# Passage shown:
******************************
BHUBANESWAR, India, Dec 28 2010 (IPS) - When French Jesuit priest and passionate agriculturist Henri de Laulanie developed the System of Rice Intensification (SRI) method of cultivation for Madagascar’s poor farmers in the 1980s, he probably had no idea that millions of farmers elsewhere in the world would one day benefit from it as well.

The Mandava weeder, a farmers' innovation, is lightweight and easy for women to use. Credit: Manipadma Jena/IPS

The Mandava weeder, a farmers' innovation, is lightweight and easy for women to use. Credit: Manipadma Jena/IPS

Here in India, one of the 40 countries where SRI is now in use, poor tillers of the land are even helping propagate the method by coming up with all sorts of innovations to make it work better for them and their fellow rice farmers across the country.

Ranging from new tools to the use of local materials to create organic fertilisers, these innovations have resulted in higher yields at lower costs for many rice farmers using SRI.

“SRI in India has often been made possible by small networks of innovators who have dared to experiment with an untested system of practices,” observes C Sambu Prasad, associate professor at Bhubaneswar’s Xavier Institute of Management.

“SRI is a farmer-to-farmer extension,” he adds. “Farmers experiment and their success convinces others to take up the innovations.”

India is considered by experts as among the original rice cultivating centres in the world. As in other Asian countries, rice remains a staple in this country, where some 44 millions of hectares are planted with the grain.


Conventional paddy cultivation practice consists mostly of raising seedlings in flooded nurseries for up to 30 days before these are transplanted. There is usually no regular spacing between clumps of plants, and inundation of the field is a must. Weeding is done manually.

By contrast, in the SRI method, single 12-day seedlings are transplanted at a precise spacing of 25-centimetre squares. The soil at the roots is also kept moist, well-aerated, and well-drained, while adding organic nutrients to it is encouraged. Frequent weeding is done with implements that also “churn” the soil, aerating it.

According to agriculture experts, this keeps the water requirement at a minimum. The attention paid to spacing the plants, meanwhile, means that the roots of each plant has enough room to grow, enabling it to flourish to its full grain-bearing potential.

SRI thus requires less seeds, water, and fertiliser even as it leads to greater yields.
******************************
# Stated goal 1:
Please transcribe the lines in the records below, from the line with "(format x=652, y=236)" up to and including the line with "x=624, y=654".

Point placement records
******************************
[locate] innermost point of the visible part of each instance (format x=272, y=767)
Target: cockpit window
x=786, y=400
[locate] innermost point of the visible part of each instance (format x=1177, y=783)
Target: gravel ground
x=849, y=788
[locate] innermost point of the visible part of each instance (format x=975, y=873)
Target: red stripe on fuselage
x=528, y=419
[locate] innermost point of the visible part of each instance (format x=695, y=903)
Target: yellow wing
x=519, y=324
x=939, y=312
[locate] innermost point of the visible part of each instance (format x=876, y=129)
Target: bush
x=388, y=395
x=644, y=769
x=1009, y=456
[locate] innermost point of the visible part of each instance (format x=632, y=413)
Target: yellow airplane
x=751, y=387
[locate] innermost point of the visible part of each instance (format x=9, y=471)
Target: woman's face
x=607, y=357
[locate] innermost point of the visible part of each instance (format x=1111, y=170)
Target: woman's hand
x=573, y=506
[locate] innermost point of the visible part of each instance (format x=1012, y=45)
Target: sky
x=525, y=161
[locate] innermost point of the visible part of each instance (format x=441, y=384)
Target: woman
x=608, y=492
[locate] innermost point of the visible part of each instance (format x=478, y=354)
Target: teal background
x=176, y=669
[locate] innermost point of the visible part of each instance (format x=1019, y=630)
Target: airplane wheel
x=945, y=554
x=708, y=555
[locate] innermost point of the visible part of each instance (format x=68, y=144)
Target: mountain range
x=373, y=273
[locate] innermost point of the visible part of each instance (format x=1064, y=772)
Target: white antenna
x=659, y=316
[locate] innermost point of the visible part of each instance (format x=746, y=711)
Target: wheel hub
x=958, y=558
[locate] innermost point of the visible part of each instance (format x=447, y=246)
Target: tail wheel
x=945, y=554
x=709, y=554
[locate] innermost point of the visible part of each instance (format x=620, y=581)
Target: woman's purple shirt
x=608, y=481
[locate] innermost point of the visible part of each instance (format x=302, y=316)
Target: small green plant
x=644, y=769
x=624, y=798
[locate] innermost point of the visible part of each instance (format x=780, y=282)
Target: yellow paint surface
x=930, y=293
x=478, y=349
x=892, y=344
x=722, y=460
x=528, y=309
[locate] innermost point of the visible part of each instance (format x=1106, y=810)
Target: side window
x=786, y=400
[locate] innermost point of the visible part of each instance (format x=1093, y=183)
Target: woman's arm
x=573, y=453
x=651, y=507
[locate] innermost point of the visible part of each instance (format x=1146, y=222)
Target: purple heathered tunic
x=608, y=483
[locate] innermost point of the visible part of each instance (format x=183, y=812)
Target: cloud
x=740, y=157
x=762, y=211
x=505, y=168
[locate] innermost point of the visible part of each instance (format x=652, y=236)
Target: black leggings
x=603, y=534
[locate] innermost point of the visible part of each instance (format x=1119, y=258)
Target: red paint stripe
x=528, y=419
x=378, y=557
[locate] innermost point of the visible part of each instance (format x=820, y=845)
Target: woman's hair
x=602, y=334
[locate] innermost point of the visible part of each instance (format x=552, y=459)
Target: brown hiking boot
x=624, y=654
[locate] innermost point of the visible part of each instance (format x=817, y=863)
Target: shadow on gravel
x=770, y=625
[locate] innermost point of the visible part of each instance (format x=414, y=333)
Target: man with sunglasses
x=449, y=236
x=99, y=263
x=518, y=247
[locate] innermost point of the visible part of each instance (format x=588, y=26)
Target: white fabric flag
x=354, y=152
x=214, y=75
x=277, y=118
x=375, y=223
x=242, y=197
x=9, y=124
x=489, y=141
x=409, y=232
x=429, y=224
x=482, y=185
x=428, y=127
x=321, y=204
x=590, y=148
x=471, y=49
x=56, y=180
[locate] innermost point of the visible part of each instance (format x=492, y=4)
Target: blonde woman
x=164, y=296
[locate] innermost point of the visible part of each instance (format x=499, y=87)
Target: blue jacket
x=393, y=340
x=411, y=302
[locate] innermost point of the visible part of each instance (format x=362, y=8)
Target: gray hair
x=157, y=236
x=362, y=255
******************************
# Stated goal 2:
Restate word for word the part of the rice farming article from "India is considered" up to and including "soil, aerating it.".

# Task solution 1:
[locate] innermost point of the visible part of each instance (format x=652, y=236)
Target: black leggings
x=603, y=534
[locate] innermost point of the visible part of each instance (format x=1119, y=258)
Target: red paint stripe
x=528, y=419
x=378, y=557
[locate] innermost point of the visible part of each instance (format x=820, y=845)
Target: woman's hair
x=602, y=334
[locate] innermost point of the visible part of each instance (format x=552, y=459)
Target: brown hiking boot
x=624, y=654

# Task solution 2:
India is considered by experts as among the original rice cultivating centres in the world. As in other Asian countries, rice remains a staple in this country, where some 44 millions of hectares are planted with the grain.


Conventional paddy cultivation practice consists mostly of raising seedlings in flooded nurseries for up to 30 days before these are transplanted. There is usually no regular spacing between clumps of plants, and inundation of the field is a must. Weeding is done manually.

By contrast, in the SRI method, single 12-day seedlings are transplanted at a precise spacing of 25-centimetre squares. The soil at the roots is also kept moist, well-aerated, and well-drained, while adding organic nutrients to it is encouraged. Frequent weeding is done with implements that also “churn” the soil, aerating it.